Carry on the article about getting chills from music, starting right after its final sentence.

§ Extracted text
________________

Do You Get The Chills From Music? You May Have A Unique Brain!

What happens to you when you listen to your favorite song? Does it give you the chills? Just like the feeling of having a lump in the throat when listening to particular music, getting the chills from music is a very rare phenomenon.

Matthew Sachs, a talented PhD student at USC, conducted a rather unusual study aimed at finding out the reason for getting the chills from a particular melody. It should be noted that not everybody is emotional enough to experience this unusual feeling.

The experiment involved 20 young people. Only 10 of them admitted that they got the chills when listening to some songs. Sachs analyzed the scans of each participant’s brain. Surprisingly, he found out that people who get the chills from music actually have structural differences in the brain. Their brain has a higher volume of fibers that connect their auditory cortex to the areas that are responsible for emotional perception. Later, it was found out that sensitive people who are inclined to empathy are more sociable and have better communicative skills.

________________

(Stored items)
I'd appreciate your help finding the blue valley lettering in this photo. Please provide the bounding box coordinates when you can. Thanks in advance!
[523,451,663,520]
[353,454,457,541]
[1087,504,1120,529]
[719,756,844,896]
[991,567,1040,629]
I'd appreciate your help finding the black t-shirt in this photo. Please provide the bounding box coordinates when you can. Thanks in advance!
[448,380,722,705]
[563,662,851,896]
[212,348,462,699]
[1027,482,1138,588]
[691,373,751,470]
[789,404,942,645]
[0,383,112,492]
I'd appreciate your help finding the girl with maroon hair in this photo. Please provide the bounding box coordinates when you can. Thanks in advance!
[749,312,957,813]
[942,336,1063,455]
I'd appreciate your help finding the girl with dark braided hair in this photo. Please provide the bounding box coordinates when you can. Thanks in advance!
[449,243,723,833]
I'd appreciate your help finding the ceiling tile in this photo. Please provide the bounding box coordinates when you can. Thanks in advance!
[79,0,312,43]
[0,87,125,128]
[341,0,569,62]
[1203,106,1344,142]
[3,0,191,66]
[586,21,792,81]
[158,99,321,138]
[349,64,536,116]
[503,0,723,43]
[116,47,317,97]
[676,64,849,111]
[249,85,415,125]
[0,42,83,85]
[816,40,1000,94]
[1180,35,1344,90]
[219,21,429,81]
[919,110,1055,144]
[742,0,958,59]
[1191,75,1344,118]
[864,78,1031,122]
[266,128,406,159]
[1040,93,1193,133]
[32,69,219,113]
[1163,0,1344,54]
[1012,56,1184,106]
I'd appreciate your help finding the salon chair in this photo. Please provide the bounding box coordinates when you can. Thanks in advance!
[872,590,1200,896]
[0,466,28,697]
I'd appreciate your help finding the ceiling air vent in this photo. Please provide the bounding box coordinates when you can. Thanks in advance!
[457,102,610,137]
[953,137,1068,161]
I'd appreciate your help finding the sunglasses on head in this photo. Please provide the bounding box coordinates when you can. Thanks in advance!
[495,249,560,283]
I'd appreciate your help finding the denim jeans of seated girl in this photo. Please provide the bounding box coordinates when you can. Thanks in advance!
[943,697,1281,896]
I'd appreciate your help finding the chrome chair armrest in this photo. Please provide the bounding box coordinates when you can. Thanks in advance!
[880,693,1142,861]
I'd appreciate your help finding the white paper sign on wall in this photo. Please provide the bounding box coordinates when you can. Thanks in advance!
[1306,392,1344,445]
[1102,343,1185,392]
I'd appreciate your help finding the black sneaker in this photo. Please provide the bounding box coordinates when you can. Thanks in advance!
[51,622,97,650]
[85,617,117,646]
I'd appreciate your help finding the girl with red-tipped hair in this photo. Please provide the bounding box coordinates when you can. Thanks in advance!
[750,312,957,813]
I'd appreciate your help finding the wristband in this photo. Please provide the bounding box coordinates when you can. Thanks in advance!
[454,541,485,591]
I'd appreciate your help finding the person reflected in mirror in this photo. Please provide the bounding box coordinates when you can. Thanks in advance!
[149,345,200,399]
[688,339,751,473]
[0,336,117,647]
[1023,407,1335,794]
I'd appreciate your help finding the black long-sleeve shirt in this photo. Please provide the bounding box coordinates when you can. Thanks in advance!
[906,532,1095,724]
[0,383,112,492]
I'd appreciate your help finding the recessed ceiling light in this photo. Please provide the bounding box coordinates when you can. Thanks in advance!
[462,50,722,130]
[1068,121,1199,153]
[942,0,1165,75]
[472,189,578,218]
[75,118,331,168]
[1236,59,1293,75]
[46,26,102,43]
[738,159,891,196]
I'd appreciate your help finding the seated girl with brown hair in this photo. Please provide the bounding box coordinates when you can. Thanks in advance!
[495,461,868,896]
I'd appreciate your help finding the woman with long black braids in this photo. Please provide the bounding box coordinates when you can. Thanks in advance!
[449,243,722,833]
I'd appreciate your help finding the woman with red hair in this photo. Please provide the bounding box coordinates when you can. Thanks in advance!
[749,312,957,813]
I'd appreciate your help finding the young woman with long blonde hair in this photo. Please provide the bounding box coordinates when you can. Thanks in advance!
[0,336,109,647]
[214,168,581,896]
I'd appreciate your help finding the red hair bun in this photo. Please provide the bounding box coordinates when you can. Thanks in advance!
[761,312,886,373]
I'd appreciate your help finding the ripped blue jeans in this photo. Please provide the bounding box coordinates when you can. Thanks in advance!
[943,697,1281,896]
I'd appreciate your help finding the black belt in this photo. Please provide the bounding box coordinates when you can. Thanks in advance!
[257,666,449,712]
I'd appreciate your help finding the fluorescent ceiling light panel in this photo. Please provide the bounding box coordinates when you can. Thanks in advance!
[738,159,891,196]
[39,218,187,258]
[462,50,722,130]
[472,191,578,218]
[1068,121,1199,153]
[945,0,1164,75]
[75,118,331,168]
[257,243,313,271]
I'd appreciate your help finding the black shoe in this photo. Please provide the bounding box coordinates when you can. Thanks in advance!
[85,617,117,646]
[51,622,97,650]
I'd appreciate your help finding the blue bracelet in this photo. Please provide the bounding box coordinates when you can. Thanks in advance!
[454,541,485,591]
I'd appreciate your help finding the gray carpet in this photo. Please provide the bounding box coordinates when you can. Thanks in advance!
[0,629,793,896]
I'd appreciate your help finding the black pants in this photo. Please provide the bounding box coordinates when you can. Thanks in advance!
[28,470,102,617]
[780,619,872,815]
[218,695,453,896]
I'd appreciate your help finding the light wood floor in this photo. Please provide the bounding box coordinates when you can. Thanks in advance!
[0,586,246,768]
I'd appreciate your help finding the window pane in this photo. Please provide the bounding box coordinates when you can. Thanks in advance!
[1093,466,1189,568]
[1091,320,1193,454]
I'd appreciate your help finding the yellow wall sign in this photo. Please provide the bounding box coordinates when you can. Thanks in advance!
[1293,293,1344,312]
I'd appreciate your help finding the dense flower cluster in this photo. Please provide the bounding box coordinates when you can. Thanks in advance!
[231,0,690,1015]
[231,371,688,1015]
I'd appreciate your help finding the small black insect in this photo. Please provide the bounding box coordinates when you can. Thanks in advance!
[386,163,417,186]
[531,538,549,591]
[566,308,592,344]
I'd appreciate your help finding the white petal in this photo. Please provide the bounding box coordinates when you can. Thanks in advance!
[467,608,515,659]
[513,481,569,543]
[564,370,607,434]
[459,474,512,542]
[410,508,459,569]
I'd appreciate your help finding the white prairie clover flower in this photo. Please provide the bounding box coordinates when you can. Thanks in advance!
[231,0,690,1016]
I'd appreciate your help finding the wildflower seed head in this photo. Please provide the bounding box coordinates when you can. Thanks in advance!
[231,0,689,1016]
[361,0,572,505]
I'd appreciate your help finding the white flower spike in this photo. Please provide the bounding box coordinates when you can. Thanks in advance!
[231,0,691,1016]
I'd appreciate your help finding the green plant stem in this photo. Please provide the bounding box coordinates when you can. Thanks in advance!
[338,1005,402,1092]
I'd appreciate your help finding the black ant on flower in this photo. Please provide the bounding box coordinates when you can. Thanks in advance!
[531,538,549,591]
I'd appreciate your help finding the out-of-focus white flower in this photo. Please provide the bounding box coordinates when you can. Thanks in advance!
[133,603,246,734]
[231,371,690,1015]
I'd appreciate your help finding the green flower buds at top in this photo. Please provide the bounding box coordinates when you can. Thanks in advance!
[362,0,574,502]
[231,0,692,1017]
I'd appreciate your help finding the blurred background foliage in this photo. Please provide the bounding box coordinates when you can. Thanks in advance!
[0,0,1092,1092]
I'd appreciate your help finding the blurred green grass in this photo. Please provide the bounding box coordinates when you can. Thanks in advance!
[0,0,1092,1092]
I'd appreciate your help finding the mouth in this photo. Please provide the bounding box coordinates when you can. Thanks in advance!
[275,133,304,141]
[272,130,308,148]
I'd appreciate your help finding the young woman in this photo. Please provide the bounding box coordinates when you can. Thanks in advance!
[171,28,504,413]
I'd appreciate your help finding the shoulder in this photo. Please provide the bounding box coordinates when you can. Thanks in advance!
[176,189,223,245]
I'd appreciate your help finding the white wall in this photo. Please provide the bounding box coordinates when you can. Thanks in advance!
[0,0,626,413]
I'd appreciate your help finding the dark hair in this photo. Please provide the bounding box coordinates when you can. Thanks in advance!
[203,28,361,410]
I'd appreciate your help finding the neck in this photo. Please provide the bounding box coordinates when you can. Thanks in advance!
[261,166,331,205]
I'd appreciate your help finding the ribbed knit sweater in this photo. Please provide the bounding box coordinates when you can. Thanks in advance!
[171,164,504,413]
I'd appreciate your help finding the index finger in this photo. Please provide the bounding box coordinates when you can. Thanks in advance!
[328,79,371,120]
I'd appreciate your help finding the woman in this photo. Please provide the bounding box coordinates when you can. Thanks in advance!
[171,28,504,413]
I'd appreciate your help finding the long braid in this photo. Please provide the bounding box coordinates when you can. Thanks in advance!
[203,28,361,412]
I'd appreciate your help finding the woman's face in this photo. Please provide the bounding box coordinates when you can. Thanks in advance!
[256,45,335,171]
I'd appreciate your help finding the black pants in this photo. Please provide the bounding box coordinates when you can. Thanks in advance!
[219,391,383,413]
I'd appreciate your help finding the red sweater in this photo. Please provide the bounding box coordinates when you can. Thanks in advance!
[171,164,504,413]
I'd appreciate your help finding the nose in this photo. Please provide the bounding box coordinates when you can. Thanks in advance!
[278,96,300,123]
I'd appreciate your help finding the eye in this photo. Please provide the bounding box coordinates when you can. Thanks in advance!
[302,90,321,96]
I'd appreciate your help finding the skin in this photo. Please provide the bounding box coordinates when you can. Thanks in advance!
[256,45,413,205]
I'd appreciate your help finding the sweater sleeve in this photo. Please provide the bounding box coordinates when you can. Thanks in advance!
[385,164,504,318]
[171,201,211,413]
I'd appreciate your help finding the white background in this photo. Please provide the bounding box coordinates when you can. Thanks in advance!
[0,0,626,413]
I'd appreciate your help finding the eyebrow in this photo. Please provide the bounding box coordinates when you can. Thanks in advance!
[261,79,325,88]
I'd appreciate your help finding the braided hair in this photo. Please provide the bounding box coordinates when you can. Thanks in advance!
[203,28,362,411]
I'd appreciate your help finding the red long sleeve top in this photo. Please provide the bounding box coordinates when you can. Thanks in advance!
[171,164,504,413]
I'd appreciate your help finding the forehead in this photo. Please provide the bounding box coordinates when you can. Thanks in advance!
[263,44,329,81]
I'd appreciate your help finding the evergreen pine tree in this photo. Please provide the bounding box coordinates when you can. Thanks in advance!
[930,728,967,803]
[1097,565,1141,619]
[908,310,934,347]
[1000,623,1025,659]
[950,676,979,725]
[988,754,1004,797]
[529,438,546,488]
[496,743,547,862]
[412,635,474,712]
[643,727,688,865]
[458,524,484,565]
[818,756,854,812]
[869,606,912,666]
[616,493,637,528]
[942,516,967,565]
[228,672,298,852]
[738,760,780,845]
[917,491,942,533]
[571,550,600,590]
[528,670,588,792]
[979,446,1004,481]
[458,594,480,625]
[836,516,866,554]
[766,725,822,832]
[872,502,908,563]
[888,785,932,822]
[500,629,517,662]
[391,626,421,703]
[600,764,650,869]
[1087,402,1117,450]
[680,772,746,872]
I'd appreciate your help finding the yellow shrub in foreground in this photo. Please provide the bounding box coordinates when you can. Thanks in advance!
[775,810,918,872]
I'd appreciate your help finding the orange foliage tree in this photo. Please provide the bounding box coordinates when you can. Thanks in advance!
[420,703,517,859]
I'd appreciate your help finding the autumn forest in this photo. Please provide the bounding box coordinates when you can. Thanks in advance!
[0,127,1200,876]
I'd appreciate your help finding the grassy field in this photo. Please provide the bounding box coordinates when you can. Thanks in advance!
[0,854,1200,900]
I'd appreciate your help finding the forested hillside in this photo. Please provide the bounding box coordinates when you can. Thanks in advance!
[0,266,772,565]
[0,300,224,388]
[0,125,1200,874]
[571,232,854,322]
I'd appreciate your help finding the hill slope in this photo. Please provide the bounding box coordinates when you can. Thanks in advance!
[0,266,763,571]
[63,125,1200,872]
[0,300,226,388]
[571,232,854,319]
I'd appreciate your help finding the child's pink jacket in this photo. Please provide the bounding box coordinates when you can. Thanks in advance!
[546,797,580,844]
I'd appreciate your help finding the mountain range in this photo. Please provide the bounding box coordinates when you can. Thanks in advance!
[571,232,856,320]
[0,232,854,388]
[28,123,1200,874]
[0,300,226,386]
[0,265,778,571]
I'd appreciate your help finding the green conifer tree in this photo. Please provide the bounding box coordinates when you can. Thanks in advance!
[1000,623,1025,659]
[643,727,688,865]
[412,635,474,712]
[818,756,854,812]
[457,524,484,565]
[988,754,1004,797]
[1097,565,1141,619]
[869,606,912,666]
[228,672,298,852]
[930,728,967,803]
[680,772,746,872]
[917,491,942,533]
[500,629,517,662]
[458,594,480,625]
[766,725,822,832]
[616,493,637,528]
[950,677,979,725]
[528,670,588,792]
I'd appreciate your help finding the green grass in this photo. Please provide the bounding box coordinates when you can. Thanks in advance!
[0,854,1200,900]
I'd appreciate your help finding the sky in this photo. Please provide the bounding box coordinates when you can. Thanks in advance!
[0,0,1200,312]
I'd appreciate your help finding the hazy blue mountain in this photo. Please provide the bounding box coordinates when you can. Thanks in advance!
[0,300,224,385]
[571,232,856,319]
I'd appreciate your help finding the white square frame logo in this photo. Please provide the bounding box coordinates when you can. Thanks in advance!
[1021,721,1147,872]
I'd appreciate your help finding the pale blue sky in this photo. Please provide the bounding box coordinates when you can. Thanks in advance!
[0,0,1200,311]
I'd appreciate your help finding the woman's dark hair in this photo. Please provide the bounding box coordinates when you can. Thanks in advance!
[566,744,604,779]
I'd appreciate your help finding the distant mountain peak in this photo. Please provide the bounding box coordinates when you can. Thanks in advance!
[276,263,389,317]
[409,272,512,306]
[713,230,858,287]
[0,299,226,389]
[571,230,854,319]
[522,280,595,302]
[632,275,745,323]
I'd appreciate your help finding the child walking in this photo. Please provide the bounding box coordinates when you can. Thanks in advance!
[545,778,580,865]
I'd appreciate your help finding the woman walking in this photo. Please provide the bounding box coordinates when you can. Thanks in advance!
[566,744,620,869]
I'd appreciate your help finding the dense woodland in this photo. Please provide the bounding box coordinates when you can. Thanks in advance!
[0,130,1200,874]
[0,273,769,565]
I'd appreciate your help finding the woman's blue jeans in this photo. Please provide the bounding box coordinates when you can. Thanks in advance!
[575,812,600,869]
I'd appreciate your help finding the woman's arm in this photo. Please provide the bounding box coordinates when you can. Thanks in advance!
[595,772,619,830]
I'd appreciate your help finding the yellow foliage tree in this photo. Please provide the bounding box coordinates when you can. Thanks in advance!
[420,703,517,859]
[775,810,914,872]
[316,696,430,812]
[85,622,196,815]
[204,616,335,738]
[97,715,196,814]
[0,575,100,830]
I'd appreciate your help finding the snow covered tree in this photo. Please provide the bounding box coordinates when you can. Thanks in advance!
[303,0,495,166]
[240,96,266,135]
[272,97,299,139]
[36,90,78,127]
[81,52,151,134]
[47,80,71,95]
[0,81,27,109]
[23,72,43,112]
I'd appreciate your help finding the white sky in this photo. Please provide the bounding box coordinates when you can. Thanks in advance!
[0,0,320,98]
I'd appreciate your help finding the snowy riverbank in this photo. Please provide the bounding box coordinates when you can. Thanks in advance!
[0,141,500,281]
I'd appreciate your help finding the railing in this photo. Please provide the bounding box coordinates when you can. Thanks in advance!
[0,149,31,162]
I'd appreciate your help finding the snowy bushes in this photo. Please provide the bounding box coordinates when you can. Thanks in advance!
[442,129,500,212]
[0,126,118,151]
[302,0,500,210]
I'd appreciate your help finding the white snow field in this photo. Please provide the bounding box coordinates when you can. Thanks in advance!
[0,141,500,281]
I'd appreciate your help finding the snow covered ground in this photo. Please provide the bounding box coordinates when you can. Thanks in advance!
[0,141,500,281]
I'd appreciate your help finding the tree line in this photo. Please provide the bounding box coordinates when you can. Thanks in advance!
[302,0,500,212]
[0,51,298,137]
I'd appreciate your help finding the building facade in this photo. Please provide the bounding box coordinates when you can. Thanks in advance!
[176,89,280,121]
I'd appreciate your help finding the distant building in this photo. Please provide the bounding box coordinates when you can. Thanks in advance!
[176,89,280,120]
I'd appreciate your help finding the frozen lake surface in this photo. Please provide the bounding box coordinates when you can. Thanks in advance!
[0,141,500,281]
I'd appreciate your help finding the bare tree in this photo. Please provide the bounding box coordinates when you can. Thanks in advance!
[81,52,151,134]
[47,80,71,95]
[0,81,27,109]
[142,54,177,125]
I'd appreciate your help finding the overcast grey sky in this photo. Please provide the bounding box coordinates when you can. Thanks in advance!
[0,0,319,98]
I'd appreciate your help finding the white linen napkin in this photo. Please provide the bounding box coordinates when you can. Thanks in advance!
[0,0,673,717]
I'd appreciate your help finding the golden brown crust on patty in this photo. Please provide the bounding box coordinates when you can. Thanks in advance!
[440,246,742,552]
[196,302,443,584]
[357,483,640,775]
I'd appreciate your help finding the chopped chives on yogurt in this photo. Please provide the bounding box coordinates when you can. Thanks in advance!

________________

§ Reply
The higher number of neural connections provides a better exchange of impulses between various parts of the human brain. As a result, emotions become stronger and more intense.

Although the above-mentioned study of Sachs was not a large-scale one, he continues to study the influence of music on the human brain. The scientist believes that a basic understanding of neurological reactions associated with the perception of sounds can become a breakthrough in diagnosing and treating various psychological disorders.

This kind of emotionality indicates to a more subtle situational perception and the ability to enjoy ordinary things. People who are sensitive to music are less prone to depression. By the way, music therapy can be well used to treat depression.

Have you ever thought that it is not ordinary sensitivity that causes intense emotions when listening to music? Did you know that getting the chills from music indicates to the unique capabilities of your brain? Let us hope that scientists will find more areas where music can be used as treatment therapy.